▶ _EXERCISE_:
Exactly reproduce the lines beginning with the line that includes "claw in the photo above." and ending with the last line of the data.

▶ _INPUT FOR THIS TASK_:
-- Begin --
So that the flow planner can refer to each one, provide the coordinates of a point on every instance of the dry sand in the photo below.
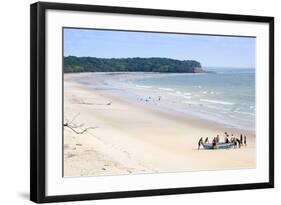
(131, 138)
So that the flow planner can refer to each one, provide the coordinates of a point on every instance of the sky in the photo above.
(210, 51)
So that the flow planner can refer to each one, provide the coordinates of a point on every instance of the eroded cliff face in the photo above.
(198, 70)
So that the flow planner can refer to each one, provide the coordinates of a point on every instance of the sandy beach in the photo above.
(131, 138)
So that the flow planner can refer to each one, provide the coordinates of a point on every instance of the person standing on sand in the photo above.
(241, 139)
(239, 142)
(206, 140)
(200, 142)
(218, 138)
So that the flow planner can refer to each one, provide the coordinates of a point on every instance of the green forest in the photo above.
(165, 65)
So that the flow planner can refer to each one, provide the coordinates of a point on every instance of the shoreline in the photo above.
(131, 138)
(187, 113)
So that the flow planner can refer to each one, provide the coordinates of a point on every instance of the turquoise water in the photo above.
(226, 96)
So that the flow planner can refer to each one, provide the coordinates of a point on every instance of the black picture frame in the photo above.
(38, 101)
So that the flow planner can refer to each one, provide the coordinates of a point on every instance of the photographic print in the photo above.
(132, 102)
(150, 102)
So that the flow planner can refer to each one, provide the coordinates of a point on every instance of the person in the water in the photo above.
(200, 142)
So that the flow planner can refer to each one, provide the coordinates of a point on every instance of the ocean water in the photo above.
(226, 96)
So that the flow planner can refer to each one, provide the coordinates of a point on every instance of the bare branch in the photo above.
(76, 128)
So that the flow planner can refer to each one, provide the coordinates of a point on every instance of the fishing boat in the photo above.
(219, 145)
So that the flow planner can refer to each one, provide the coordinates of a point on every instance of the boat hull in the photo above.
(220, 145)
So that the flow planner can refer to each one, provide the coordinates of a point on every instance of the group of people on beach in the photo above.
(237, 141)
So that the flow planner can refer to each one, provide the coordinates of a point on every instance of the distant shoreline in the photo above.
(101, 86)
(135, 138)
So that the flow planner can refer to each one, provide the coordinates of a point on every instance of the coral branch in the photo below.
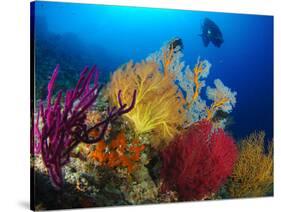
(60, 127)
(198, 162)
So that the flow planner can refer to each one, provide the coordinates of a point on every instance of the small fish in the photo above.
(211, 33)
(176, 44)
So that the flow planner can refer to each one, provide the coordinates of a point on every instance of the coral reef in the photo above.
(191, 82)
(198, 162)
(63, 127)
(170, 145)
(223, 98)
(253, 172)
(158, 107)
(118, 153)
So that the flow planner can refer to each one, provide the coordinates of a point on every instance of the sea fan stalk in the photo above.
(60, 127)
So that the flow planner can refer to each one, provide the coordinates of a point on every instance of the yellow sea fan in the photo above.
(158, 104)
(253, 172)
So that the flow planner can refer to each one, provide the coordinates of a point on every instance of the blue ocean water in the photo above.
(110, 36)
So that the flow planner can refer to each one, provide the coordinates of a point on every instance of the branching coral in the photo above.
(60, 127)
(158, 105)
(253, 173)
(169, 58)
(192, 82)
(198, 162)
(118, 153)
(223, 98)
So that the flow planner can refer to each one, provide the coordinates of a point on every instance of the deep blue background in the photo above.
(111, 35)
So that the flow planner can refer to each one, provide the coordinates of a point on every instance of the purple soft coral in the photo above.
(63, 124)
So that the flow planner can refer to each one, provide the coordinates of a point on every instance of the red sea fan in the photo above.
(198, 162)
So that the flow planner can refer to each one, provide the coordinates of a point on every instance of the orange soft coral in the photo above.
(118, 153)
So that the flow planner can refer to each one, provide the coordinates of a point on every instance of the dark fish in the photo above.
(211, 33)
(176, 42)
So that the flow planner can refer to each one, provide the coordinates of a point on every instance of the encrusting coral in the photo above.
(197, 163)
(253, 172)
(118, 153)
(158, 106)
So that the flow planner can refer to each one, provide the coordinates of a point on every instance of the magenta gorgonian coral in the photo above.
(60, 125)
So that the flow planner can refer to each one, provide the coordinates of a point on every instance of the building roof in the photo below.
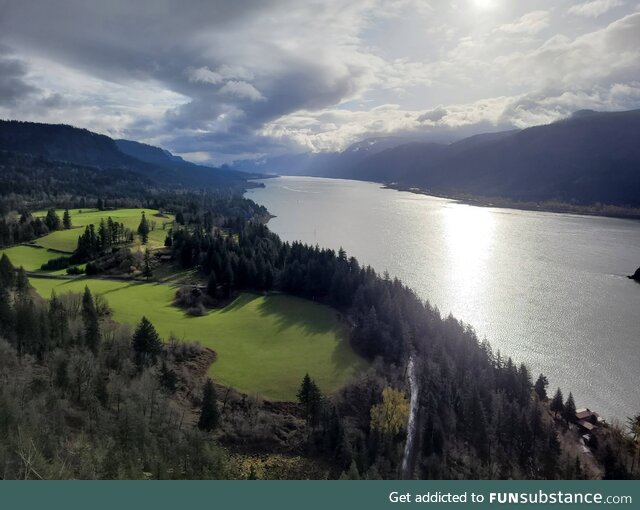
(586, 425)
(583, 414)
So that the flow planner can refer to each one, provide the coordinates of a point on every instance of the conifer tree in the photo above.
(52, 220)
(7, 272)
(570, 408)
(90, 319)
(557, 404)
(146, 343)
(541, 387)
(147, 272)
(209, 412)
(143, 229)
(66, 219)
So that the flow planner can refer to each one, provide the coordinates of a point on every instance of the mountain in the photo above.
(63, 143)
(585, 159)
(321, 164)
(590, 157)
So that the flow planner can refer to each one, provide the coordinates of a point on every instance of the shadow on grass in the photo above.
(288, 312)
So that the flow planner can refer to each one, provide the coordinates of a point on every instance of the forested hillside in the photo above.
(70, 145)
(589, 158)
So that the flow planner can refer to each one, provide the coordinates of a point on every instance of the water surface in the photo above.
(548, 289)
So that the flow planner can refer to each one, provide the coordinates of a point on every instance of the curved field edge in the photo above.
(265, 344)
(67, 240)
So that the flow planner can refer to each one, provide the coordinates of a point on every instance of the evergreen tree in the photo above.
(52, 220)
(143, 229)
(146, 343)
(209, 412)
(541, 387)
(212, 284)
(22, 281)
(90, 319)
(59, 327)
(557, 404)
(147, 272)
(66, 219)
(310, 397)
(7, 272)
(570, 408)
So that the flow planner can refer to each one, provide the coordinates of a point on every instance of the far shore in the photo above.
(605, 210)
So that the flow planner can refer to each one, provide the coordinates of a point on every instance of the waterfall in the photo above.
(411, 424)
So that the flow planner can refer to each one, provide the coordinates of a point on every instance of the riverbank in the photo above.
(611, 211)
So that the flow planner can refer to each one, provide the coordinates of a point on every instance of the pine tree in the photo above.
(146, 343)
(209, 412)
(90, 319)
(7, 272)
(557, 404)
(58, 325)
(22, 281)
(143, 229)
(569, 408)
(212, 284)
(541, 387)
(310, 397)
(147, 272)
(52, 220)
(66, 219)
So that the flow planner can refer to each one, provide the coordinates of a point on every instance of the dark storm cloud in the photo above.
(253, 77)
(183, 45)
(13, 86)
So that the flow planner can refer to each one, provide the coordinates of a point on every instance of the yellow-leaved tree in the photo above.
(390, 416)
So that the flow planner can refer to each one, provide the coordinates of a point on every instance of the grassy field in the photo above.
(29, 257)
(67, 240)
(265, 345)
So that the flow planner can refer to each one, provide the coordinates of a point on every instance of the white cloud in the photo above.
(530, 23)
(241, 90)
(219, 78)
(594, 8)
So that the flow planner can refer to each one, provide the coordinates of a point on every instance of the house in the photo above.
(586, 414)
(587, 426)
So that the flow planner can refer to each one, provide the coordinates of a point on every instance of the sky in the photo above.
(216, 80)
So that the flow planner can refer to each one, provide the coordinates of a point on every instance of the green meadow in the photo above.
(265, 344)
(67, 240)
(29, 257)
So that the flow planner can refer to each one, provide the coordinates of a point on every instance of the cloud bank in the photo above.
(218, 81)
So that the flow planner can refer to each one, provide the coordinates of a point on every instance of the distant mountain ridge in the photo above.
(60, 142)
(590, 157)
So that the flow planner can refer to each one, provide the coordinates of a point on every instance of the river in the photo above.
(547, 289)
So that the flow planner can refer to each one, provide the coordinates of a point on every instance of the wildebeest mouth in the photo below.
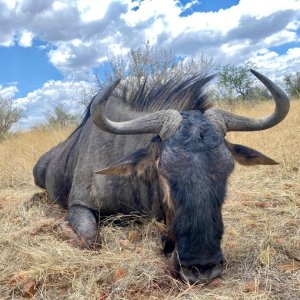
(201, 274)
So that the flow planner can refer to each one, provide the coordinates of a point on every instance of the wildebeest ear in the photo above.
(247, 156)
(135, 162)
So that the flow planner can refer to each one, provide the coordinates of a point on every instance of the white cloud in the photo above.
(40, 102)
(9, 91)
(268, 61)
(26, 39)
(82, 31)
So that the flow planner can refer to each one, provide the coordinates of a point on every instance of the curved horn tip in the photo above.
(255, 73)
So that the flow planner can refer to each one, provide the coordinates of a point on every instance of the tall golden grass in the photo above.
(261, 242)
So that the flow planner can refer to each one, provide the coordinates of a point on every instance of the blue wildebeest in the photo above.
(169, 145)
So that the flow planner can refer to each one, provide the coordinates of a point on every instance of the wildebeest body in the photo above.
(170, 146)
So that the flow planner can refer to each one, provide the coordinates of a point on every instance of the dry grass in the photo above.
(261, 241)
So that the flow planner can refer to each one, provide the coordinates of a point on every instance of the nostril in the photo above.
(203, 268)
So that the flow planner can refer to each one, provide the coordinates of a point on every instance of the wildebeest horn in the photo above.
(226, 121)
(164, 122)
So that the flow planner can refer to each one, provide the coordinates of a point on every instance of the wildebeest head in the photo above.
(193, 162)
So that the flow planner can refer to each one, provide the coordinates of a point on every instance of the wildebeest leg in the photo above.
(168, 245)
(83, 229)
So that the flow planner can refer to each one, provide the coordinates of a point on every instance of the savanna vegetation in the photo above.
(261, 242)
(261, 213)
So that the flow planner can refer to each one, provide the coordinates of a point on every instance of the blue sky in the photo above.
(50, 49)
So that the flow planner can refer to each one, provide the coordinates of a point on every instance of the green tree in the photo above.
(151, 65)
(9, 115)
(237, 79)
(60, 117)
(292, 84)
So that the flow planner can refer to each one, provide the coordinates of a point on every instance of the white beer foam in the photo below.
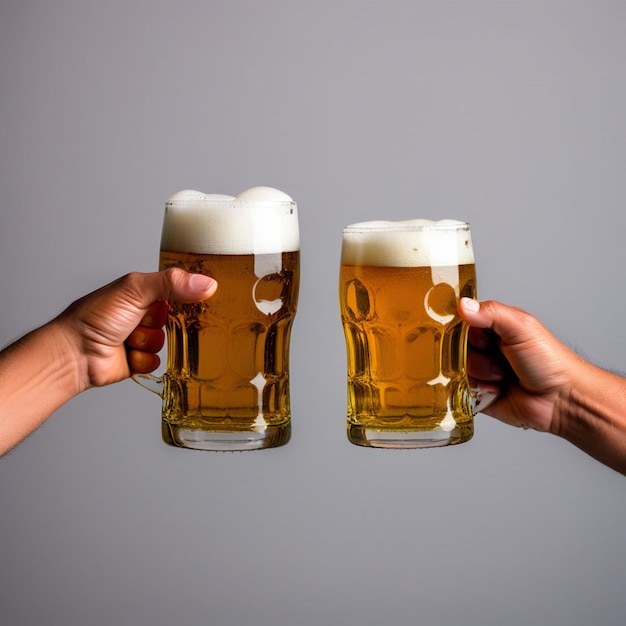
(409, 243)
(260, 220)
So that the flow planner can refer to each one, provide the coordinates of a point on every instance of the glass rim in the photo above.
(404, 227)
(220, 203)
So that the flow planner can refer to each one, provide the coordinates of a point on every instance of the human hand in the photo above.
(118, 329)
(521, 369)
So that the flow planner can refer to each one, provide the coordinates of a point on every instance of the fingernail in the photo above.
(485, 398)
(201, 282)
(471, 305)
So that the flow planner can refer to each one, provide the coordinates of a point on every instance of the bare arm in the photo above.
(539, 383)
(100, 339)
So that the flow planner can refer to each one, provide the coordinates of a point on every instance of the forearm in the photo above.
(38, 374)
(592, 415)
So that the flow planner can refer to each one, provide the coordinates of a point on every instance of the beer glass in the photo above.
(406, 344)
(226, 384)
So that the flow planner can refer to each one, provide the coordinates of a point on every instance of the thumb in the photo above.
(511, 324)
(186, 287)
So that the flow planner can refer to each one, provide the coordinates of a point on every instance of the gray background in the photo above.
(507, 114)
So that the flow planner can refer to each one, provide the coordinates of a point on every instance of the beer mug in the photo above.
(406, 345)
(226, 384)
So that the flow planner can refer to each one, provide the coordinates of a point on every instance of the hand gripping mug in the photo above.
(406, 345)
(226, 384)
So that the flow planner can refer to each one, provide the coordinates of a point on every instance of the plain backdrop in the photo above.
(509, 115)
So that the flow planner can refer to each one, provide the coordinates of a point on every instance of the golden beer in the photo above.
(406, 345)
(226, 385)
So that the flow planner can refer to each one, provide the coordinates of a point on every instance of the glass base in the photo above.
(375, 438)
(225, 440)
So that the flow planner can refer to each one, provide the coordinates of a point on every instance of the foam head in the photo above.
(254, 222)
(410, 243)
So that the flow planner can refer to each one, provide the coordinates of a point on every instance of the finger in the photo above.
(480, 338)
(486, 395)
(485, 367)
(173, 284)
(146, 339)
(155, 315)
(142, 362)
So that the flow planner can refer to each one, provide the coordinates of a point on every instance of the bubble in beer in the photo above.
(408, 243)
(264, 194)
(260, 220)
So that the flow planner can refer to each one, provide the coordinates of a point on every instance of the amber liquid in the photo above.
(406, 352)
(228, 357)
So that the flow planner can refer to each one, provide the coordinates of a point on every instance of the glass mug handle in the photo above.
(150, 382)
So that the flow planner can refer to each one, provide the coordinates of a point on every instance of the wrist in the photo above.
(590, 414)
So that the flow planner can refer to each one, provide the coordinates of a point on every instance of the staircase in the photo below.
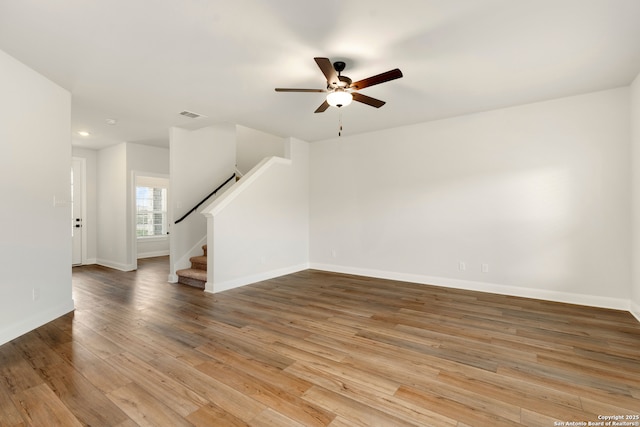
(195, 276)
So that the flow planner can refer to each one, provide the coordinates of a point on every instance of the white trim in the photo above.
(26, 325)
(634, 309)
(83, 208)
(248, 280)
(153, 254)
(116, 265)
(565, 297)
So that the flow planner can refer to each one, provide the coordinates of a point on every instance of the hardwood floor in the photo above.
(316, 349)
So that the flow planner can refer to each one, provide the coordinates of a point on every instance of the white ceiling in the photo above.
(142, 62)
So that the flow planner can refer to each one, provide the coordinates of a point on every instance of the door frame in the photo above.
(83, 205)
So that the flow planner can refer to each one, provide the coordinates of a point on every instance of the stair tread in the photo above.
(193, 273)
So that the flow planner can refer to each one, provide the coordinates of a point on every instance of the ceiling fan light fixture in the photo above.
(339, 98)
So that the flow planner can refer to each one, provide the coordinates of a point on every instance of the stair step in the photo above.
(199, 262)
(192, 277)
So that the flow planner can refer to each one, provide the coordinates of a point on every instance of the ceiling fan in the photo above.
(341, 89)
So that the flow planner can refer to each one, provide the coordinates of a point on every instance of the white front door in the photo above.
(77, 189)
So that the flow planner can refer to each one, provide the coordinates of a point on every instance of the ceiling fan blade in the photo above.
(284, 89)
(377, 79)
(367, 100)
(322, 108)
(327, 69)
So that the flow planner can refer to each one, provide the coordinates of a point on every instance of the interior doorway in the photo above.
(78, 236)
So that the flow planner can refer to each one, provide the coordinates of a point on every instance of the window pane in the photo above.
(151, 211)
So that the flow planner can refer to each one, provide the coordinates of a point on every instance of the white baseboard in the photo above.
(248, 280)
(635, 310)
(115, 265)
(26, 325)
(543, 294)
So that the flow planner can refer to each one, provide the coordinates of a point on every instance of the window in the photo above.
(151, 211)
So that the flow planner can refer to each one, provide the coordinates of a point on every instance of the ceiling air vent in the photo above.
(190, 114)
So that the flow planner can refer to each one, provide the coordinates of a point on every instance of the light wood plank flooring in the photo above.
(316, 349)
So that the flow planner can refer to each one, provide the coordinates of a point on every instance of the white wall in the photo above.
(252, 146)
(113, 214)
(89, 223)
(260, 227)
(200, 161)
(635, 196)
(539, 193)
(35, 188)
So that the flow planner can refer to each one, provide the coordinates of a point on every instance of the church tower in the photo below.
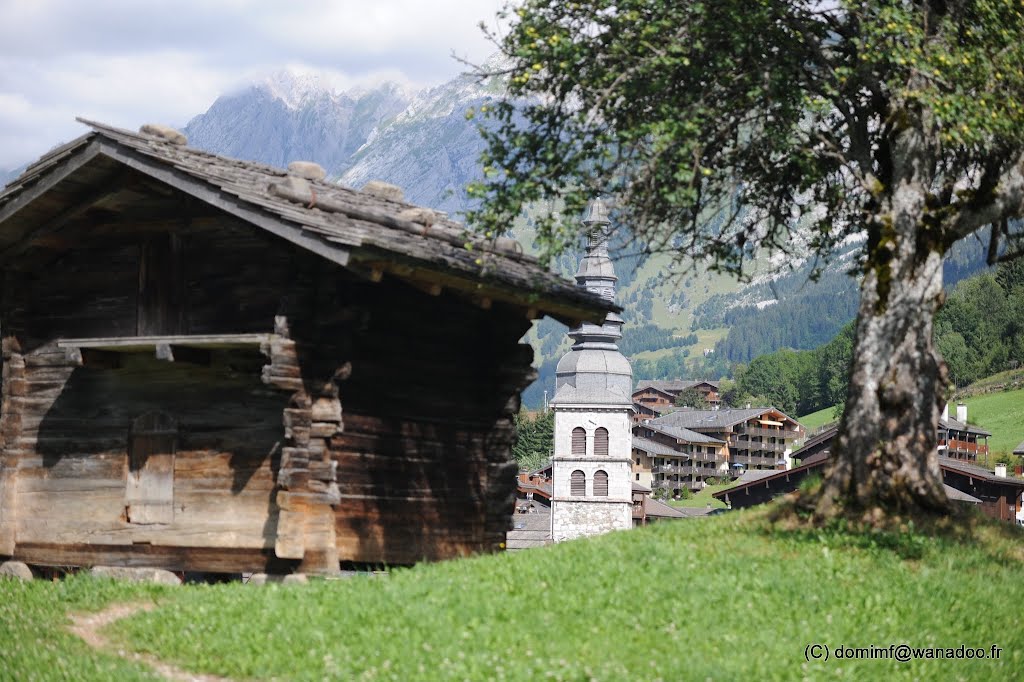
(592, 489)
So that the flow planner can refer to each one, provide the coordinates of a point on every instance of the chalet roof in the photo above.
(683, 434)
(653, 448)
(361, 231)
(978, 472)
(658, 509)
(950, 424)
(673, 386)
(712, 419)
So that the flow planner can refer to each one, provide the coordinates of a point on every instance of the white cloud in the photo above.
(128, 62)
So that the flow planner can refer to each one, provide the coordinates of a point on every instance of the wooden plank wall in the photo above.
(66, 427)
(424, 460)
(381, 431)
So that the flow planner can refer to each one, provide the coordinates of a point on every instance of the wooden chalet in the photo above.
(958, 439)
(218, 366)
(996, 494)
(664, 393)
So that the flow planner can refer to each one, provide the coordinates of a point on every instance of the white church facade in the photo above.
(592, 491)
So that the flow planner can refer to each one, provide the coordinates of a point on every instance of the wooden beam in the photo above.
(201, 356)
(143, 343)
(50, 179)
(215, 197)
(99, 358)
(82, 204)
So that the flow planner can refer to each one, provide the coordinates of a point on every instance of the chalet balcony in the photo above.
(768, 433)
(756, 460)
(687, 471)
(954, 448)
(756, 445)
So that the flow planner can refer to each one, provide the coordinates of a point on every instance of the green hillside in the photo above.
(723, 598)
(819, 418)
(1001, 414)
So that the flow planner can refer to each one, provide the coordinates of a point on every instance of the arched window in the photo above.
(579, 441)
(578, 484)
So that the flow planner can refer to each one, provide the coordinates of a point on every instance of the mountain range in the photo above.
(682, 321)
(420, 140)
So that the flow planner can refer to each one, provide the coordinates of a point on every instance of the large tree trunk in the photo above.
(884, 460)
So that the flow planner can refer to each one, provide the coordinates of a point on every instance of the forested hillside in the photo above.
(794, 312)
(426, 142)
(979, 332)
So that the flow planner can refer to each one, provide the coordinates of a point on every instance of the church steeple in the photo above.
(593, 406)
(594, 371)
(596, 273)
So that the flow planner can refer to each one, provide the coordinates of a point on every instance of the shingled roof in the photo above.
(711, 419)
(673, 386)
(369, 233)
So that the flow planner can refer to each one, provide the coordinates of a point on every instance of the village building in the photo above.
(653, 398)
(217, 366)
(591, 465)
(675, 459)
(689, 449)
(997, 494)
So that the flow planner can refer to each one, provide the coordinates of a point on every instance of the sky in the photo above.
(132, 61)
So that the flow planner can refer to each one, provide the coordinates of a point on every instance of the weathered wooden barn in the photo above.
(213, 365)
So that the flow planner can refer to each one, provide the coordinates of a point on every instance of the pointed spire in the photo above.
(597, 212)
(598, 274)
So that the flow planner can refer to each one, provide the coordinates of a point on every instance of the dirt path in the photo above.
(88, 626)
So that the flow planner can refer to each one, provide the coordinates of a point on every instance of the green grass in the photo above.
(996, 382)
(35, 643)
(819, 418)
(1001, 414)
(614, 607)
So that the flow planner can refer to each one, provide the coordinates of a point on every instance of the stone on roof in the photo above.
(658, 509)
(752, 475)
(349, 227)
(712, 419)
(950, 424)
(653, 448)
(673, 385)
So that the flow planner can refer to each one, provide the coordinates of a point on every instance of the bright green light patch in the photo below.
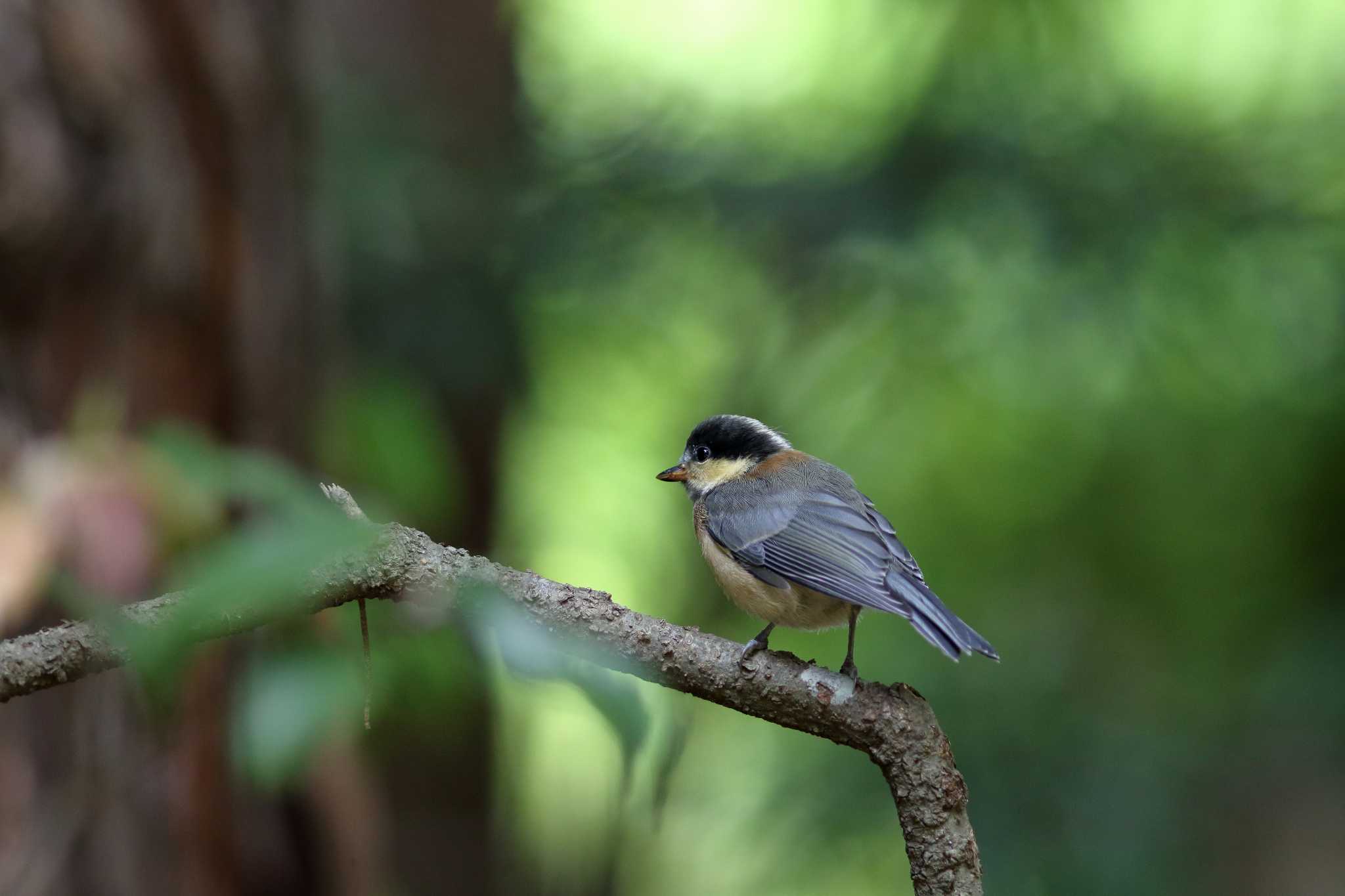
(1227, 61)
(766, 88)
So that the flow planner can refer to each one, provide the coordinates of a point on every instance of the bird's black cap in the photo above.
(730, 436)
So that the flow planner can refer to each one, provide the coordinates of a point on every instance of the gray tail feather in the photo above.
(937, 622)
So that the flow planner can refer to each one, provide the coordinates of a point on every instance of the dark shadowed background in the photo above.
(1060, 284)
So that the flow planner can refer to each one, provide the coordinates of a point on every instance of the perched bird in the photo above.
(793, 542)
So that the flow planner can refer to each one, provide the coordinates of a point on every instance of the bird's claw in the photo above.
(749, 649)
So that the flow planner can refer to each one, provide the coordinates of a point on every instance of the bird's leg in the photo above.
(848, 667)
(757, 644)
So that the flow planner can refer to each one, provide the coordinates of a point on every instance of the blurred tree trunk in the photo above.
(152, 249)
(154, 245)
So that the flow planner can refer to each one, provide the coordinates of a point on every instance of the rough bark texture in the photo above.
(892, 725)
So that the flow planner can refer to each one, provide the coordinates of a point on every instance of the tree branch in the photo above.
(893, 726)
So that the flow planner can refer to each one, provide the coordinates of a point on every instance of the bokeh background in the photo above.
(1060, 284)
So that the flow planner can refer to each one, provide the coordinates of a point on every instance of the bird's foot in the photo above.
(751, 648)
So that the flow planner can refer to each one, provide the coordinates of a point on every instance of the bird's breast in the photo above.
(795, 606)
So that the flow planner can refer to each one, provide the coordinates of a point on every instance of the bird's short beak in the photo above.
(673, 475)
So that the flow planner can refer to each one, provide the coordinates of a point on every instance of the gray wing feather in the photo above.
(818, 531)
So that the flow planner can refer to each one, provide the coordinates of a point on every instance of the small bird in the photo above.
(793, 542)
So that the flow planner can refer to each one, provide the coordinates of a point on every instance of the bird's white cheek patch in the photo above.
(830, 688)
-- End --
▶ _WRITTEN REPLY_:
So that the flow planner can refer to each one, provide the coordinates of a point on every instance of the bird's claw in the photo above.
(749, 649)
So that the flow planner can refer to each one, provide the coordinates of a point on every instance of the bird's leg in the photo above.
(848, 667)
(757, 644)
So that the flow planner can refer to each one, provide the coordinates of a point on every instance of the blurred tree trunk in the photo above.
(152, 249)
(154, 245)
So that the flow planner can refer to each one, provide the coordinates of a point on every instance of the rough bark texture in the photo above.
(892, 725)
So that the flow planner can refer to each one, provide the coordinates of a point on every instance of the tree branch in the photo above.
(893, 726)
So that the flow planner can refer to each one, provide the coordinates of a point on every instance of the bokeh background in the photo above.
(1060, 284)
So that the flow planner can refer to each one, provide the coordinates of a point on every instance of the bird's foot in the photo above.
(751, 648)
So that the flow planner can refer to each one, provide the coordinates of a point on every instance of the bird's breast in the photo above.
(795, 606)
So that the flow planner can refer to each one, provide the coordinates of a point on every instance of the bird's short beak in the photo above.
(673, 475)
So that the flow planner can refer to each one, provide the coordinates of a point on every instance of the gray wing feather in the photo above.
(818, 531)
So that the flow planner can refer to each one, provide the coordinates of a point on every instance of the small bird in the photo above.
(793, 542)
So that the flow planner can refer to each one, provide the coordinates of a point on every instance of the bird's white cheek patch in the photo above.
(830, 688)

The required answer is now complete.